▸ **INFORMATION PROVIDED**
============
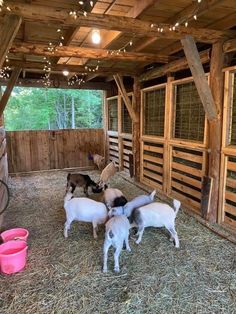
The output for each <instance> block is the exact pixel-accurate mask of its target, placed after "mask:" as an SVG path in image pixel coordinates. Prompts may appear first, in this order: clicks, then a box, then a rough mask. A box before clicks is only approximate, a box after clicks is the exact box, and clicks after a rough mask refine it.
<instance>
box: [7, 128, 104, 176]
============
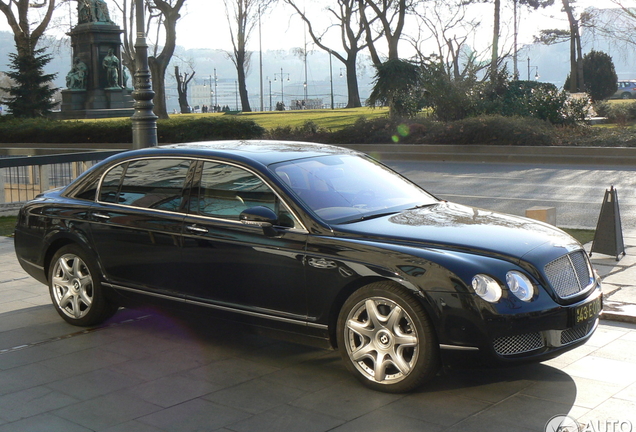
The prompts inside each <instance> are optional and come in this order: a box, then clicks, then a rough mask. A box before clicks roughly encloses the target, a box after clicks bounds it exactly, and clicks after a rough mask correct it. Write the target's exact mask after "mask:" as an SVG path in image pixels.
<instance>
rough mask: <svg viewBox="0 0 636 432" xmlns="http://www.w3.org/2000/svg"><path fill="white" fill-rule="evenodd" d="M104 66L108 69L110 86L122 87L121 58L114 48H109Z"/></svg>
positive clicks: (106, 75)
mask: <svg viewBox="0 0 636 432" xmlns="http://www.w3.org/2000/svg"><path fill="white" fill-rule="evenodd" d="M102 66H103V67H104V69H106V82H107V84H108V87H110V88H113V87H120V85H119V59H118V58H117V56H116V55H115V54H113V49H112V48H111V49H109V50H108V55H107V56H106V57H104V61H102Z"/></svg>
============
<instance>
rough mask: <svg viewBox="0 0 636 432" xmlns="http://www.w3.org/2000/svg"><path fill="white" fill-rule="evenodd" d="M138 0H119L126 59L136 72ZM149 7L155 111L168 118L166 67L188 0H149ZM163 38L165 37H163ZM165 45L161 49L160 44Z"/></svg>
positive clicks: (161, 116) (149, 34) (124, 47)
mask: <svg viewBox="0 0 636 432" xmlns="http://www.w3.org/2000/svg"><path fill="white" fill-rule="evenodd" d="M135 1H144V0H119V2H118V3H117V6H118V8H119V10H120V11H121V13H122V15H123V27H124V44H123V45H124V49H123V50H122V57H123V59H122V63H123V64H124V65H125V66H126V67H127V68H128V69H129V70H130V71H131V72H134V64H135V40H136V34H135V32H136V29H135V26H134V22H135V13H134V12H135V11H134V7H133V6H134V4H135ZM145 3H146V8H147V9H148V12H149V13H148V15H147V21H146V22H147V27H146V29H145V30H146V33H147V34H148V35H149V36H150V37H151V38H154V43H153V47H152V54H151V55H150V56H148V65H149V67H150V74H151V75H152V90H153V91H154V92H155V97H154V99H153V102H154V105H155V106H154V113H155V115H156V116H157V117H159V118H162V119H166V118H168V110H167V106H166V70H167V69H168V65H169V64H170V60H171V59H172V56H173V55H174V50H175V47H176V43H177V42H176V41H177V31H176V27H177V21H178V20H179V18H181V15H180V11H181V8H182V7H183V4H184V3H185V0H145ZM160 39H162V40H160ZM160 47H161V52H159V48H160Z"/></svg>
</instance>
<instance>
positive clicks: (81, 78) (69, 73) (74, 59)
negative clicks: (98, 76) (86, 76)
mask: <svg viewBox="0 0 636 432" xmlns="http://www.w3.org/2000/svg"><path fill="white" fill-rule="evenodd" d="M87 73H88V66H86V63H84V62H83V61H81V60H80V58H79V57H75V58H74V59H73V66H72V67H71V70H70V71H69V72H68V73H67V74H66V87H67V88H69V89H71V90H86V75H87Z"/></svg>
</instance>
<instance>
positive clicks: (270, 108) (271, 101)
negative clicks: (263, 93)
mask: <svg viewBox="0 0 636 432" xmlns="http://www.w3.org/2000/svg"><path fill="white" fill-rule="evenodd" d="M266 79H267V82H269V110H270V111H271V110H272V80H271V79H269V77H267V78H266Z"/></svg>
============
▸ **JOB**
Copy the lines of the records above, starting at the line containing "The output for" and ending at the line containing "box: [7, 128, 104, 176]", with both of those lines included.

▸ **EXERCISE RESULT**
The output for each <instance> block is the exact pixel-accurate mask of its target, placed after "mask:" as an SVG path in image pixel coordinates. Prompts may appear first, in this order: clicks, then a box, then a rough mask. A box before clicks is only approximate, a box after clicks is the exact box, and clicks after a rough mask refine it.
<instance>
box: [7, 128, 104, 176]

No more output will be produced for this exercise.